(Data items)
---

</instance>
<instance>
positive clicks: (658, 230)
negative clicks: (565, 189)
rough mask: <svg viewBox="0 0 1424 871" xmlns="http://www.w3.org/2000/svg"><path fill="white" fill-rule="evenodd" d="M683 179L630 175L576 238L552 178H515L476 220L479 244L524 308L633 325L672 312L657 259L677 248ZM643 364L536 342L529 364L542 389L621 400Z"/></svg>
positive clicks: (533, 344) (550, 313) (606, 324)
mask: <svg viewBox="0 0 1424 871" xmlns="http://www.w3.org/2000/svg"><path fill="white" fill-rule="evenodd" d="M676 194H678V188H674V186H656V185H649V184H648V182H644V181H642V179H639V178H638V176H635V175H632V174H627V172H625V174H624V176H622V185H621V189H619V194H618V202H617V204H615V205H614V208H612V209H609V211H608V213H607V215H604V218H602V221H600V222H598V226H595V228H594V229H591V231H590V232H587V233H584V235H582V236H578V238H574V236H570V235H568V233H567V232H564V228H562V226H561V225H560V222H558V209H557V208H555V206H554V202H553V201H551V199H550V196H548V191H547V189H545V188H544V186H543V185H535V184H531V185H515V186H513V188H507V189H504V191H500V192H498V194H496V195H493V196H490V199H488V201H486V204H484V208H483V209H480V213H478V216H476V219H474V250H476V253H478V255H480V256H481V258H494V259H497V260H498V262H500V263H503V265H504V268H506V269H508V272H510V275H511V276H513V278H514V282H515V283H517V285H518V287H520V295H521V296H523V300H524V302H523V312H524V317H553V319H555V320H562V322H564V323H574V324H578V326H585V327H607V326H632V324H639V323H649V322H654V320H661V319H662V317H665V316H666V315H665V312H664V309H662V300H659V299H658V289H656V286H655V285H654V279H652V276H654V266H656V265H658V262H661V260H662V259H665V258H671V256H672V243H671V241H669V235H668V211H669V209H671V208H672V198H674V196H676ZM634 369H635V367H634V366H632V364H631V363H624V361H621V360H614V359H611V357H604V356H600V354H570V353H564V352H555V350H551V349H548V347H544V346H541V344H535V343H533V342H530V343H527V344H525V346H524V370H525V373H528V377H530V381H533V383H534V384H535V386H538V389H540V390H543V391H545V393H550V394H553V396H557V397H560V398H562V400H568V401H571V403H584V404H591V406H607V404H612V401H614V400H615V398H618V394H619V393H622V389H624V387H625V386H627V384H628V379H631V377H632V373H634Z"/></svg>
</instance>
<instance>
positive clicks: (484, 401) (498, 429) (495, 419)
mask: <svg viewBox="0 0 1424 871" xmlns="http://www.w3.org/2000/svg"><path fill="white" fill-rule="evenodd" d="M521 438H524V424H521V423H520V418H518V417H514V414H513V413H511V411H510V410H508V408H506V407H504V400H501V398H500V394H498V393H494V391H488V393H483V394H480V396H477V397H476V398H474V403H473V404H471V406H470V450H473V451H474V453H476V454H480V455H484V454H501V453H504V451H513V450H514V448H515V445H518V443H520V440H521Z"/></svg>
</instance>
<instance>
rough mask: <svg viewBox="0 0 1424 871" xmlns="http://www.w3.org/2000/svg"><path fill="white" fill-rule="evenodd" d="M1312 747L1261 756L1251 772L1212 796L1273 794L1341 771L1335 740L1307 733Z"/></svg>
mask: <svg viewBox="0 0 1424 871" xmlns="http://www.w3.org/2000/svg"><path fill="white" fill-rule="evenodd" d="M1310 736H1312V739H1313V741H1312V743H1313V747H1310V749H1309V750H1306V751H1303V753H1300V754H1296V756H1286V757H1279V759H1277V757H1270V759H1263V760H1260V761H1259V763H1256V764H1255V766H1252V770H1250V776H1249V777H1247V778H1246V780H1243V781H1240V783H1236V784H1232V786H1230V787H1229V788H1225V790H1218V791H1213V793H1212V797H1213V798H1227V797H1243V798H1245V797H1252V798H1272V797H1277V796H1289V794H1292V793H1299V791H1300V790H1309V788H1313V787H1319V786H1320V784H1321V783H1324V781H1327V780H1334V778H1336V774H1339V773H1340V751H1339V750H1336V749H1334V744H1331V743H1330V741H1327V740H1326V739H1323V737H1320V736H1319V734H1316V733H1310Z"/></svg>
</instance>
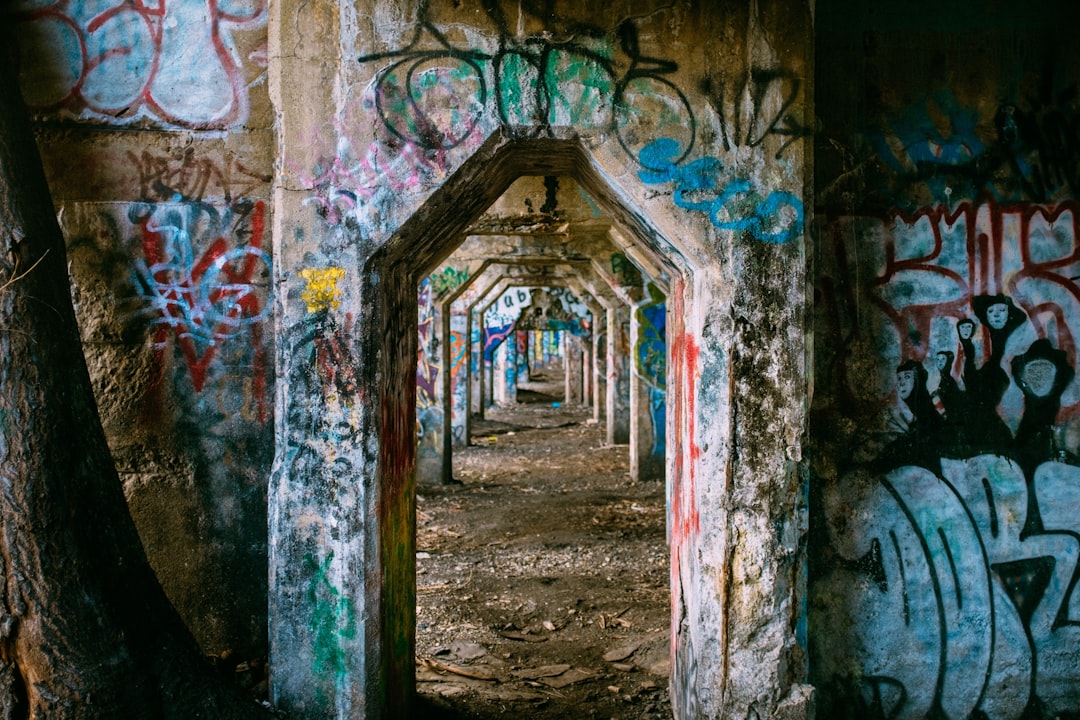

---

Print each entry shown above with exact wording and no pictures.

</instance>
<instance>
positive clicks: (658, 230)
negative clicks: (565, 189)
rough mask: <svg viewBox="0 0 1424 871" xmlns="http://www.w3.org/2000/svg"><path fill="white" fill-rule="evenodd" d="M683 179L630 175L576 238L552 178H515L476 220L479 244L524 308L633 325L672 312L657 259L677 248ZM643 364L536 342L529 364L542 389L621 400Z"/></svg>
positive clicks: (533, 344) (550, 313) (606, 324)
mask: <svg viewBox="0 0 1424 871" xmlns="http://www.w3.org/2000/svg"><path fill="white" fill-rule="evenodd" d="M676 194H678V188H674V186H656V185H649V184H648V182H644V181H642V179H639V178H638V176H635V175H632V174H627V172H625V174H624V176H622V185H621V189H619V194H618V202H617V204H615V205H614V208H612V209H609V211H608V213H607V215H604V218H602V221H600V222H598V226H595V228H594V229H591V231H590V232H587V233H584V235H582V236H578V238H574V236H570V235H568V233H567V232H564V228H562V226H561V225H560V222H558V209H557V208H555V206H554V202H553V201H551V199H550V196H548V191H547V189H545V188H544V186H543V185H535V184H531V185H515V186H513V188H507V189H504V191H500V192H498V194H496V195H493V196H490V199H488V201H486V204H484V208H483V209H480V213H478V216H476V219H474V250H476V253H478V255H480V256H481V258H494V259H497V260H498V262H500V263H503V265H504V268H506V269H508V272H510V275H511V276H513V278H514V282H515V283H517V285H518V287H520V295H521V296H523V300H524V302H523V312H524V317H553V319H555V320H562V322H564V323H574V324H578V326H585V327H607V326H632V324H639V323H649V322H654V320H661V319H662V317H665V316H666V315H665V312H664V309H662V300H659V299H658V289H656V286H655V285H654V279H652V276H654V266H656V265H658V262H661V260H662V259H665V258H671V256H672V243H671V241H669V235H668V211H669V209H671V208H672V198H674V196H676ZM634 369H635V367H634V366H632V364H631V363H624V361H621V360H614V359H611V357H604V356H600V354H570V353H564V352H555V350H551V349H548V347H544V346H541V344H535V343H533V342H530V343H527V344H525V346H524V370H525V373H528V377H530V381H533V383H534V384H535V386H538V389H540V390H543V391H545V393H550V394H553V396H557V397H560V398H562V400H568V401H571V403H584V404H591V406H607V404H612V401H614V400H615V398H618V394H619V393H622V389H624V387H625V386H627V384H628V379H631V377H632V373H634Z"/></svg>
</instance>
<instance>
positive clicks: (484, 401) (498, 429) (495, 419)
mask: <svg viewBox="0 0 1424 871" xmlns="http://www.w3.org/2000/svg"><path fill="white" fill-rule="evenodd" d="M521 438H524V424H521V423H520V418H518V417H514V414H513V413H511V411H510V410H508V408H506V407H504V400H501V398H500V394H498V393H494V391H488V393H483V394H480V396H477V397H476V398H474V403H473V404H471V406H470V450H473V451H474V453H476V454H480V455H484V454H501V453H504V451H513V450H514V448H515V445H518V443H520V440H521Z"/></svg>
</instance>
<instance>
rough mask: <svg viewBox="0 0 1424 871" xmlns="http://www.w3.org/2000/svg"><path fill="white" fill-rule="evenodd" d="M1312 747L1261 756L1251 772L1212 796L1273 794L1341 771L1335 740L1307 733Z"/></svg>
mask: <svg viewBox="0 0 1424 871" xmlns="http://www.w3.org/2000/svg"><path fill="white" fill-rule="evenodd" d="M1310 736H1312V739H1313V741H1312V743H1313V747H1310V749H1309V750H1306V751H1303V753H1300V754H1296V756H1286V757H1279V759H1277V757H1270V759H1263V760H1260V761H1259V763H1256V764H1255V766H1252V770H1250V776H1249V777H1247V778H1246V780H1243V781H1240V783H1236V784H1232V786H1230V787H1229V788H1225V790H1218V791H1213V793H1212V797H1213V798H1227V797H1243V798H1245V797H1252V798H1272V797H1277V796H1289V794H1292V793H1299V791H1300V790H1309V788H1313V787H1319V786H1320V784H1321V783H1324V781H1327V780H1334V778H1336V774H1339V773H1340V751H1339V750H1336V749H1334V744H1331V743H1330V741H1327V740H1326V739H1323V737H1320V736H1319V734H1316V733H1310Z"/></svg>
</instance>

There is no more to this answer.